| Work to complete |
Copy every one of the entries below verbatim, keeping each character as it is.

[Dataset entries]
◆ ◆ ◆ ◆

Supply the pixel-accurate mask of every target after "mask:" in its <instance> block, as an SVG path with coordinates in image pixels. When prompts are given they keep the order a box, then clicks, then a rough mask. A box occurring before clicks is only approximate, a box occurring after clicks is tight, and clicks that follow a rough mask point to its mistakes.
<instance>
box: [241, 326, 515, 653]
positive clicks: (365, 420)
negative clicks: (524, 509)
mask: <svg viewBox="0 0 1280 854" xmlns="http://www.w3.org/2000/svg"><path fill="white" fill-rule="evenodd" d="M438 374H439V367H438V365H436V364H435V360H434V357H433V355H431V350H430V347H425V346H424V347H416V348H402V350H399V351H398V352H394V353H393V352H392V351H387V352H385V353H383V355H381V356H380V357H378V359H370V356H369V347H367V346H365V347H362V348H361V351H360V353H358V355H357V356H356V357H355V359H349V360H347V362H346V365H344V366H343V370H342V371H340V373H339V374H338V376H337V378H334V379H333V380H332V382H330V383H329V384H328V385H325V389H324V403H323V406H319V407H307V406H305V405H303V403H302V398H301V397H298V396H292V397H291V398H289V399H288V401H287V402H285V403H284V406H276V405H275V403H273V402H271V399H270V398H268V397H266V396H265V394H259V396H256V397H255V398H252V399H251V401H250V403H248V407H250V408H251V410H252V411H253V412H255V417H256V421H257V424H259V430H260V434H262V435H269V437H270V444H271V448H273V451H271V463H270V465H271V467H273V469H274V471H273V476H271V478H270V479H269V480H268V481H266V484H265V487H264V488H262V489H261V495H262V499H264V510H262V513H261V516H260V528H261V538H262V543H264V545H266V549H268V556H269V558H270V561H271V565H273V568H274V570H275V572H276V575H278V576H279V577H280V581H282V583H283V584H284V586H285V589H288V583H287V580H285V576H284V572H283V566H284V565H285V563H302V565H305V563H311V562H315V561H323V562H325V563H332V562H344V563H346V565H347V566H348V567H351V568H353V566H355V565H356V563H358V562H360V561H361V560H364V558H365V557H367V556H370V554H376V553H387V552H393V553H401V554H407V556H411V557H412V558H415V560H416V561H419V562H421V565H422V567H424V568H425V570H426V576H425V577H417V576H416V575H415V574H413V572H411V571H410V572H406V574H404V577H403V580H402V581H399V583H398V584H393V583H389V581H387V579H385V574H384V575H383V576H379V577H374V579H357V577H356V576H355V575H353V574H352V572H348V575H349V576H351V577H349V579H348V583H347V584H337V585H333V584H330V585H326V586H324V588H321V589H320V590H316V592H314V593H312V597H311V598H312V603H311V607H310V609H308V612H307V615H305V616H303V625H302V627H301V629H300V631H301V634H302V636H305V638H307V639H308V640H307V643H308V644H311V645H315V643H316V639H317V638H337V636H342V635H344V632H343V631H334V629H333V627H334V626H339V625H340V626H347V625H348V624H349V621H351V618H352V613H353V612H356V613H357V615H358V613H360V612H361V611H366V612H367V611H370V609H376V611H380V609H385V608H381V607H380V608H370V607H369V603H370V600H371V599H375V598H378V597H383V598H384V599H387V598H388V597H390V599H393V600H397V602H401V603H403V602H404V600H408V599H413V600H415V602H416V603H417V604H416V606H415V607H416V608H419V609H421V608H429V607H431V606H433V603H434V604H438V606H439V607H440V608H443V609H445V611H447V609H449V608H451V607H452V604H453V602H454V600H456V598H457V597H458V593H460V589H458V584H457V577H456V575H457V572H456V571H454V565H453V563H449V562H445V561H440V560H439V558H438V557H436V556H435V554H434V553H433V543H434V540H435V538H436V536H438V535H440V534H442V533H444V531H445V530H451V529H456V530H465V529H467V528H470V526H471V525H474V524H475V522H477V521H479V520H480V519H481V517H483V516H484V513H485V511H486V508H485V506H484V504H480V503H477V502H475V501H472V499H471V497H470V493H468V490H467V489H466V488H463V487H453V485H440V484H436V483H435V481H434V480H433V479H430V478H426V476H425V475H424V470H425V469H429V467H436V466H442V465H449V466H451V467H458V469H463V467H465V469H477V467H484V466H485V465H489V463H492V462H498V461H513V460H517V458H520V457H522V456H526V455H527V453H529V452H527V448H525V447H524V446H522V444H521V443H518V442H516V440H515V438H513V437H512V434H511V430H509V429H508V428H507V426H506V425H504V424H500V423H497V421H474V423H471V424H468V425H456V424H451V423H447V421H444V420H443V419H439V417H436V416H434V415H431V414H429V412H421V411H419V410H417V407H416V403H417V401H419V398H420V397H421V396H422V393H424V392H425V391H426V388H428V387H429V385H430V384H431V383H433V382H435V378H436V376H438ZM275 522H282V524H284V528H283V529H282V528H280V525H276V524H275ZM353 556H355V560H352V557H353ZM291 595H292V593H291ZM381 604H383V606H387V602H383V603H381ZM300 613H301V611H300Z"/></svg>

◆ ◆ ◆ ◆

| Exercise answer |
Supply the pixel-accurate mask of every target after "mask:" in its <instance> block, as an SVG path with coordinates in image pixels. When prompts are given they keep the order a box, then clicks, then a rough mask. A box occurring before clicks is only approximate, a box occurring after clicks is tight, and clicks that follow a rough mask point to its mistakes.
<instance>
box: [241, 326, 515, 653]
positive clicks: (365, 420)
negative clicks: (524, 509)
mask: <svg viewBox="0 0 1280 854" xmlns="http://www.w3.org/2000/svg"><path fill="white" fill-rule="evenodd" d="M438 374H439V367H438V365H436V364H435V360H434V357H433V355H431V350H430V347H425V346H424V347H416V348H402V350H399V351H398V352H394V353H393V352H392V351H387V352H385V353H383V355H381V356H380V357H378V359H370V356H369V347H367V346H365V347H362V348H361V351H360V353H358V355H357V356H356V357H355V359H349V360H347V362H346V365H344V366H343V370H342V371H340V373H339V374H338V376H337V378H334V379H333V380H332V382H330V383H329V384H328V385H325V389H324V403H323V406H319V407H307V406H305V405H303V403H302V398H301V397H298V396H292V397H291V398H289V399H288V401H287V402H285V403H284V406H276V405H275V403H273V402H271V399H270V398H268V397H266V396H265V394H259V396H256V397H255V398H252V399H251V401H250V403H248V407H250V408H251V410H252V411H253V412H255V417H256V421H257V424H259V430H260V434H262V435H269V437H270V444H271V448H273V451H271V463H270V465H271V467H273V469H274V471H273V476H271V478H270V479H269V480H268V481H266V484H265V487H264V488H262V489H261V495H262V499H264V510H262V513H261V516H260V528H261V538H262V543H264V545H266V549H268V556H269V558H270V561H271V565H273V568H274V570H275V572H276V575H278V576H279V577H280V581H282V583H283V584H284V586H285V589H288V583H287V580H285V576H284V572H283V566H284V565H285V563H302V565H305V563H311V562H315V561H323V562H325V563H332V562H344V563H346V565H347V566H348V567H351V568H353V566H355V565H356V563H358V562H360V561H361V560H364V558H365V557H367V556H370V554H376V553H387V552H393V553H401V554H407V556H411V557H412V558H415V560H416V561H419V562H421V565H422V567H424V568H425V570H426V576H425V577H417V576H416V575H415V574H413V572H411V571H410V572H406V574H404V577H403V580H402V581H399V583H398V584H393V583H389V581H387V579H385V574H384V575H383V576H379V577H374V579H357V577H356V576H355V575H353V574H352V572H348V575H349V576H351V577H349V579H348V583H347V584H337V585H333V584H330V585H326V586H324V588H321V589H320V590H316V592H314V593H312V597H311V598H312V603H311V607H310V609H308V612H307V615H305V616H303V625H302V627H301V629H300V631H301V634H302V636H305V638H307V639H308V640H307V643H308V644H311V645H315V643H316V639H317V638H337V636H342V635H344V632H343V631H334V629H333V627H334V626H339V625H340V626H347V625H348V624H349V621H351V618H352V613H353V612H356V613H357V615H358V613H360V612H361V611H366V612H367V611H370V609H376V611H380V609H385V608H381V607H380V608H370V607H369V603H370V600H371V599H375V598H378V597H383V598H384V599H387V598H388V597H390V599H393V600H397V602H401V603H403V602H404V600H408V599H413V600H415V602H416V603H417V604H416V606H415V607H416V608H419V609H421V608H429V607H431V606H433V603H434V604H438V606H439V607H440V608H443V609H445V611H447V609H449V608H451V607H452V604H453V602H454V600H456V598H457V597H458V593H460V589H458V584H457V577H456V575H457V572H456V571H454V565H453V563H449V562H445V561H440V560H439V558H438V557H436V556H435V554H434V553H433V543H434V540H435V538H436V536H438V535H440V534H442V533H444V531H445V530H451V529H456V530H465V529H467V528H470V526H471V525H474V524H475V522H477V521H479V520H480V519H481V517H483V516H484V513H485V511H486V508H485V506H484V504H480V503H477V502H475V501H472V499H471V497H470V493H468V490H467V489H466V488H463V487H453V485H440V484H436V483H435V481H434V480H433V479H430V478H426V476H425V475H424V470H425V469H429V467H436V466H442V465H449V466H451V467H458V469H463V467H465V469H477V467H484V466H485V465H489V463H492V462H498V461H513V460H517V458H520V457H522V456H526V455H527V453H529V452H527V448H525V447H524V446H522V444H521V443H518V442H516V440H515V438H513V437H512V434H511V430H509V429H508V428H507V426H506V425H504V424H500V423H497V421H474V423H471V424H468V425H456V424H451V423H447V421H444V420H443V419H439V417H436V416H434V415H431V414H429V412H421V411H419V410H417V407H416V403H417V401H419V398H420V397H421V396H422V393H424V392H425V391H426V388H428V387H429V385H430V384H431V383H433V382H435V378H436V376H438ZM275 522H282V524H284V528H283V529H282V528H280V525H276V524H275ZM353 556H355V560H352V557H353ZM291 595H292V593H291ZM381 604H383V606H387V602H383V603H381ZM300 613H301V611H300Z"/></svg>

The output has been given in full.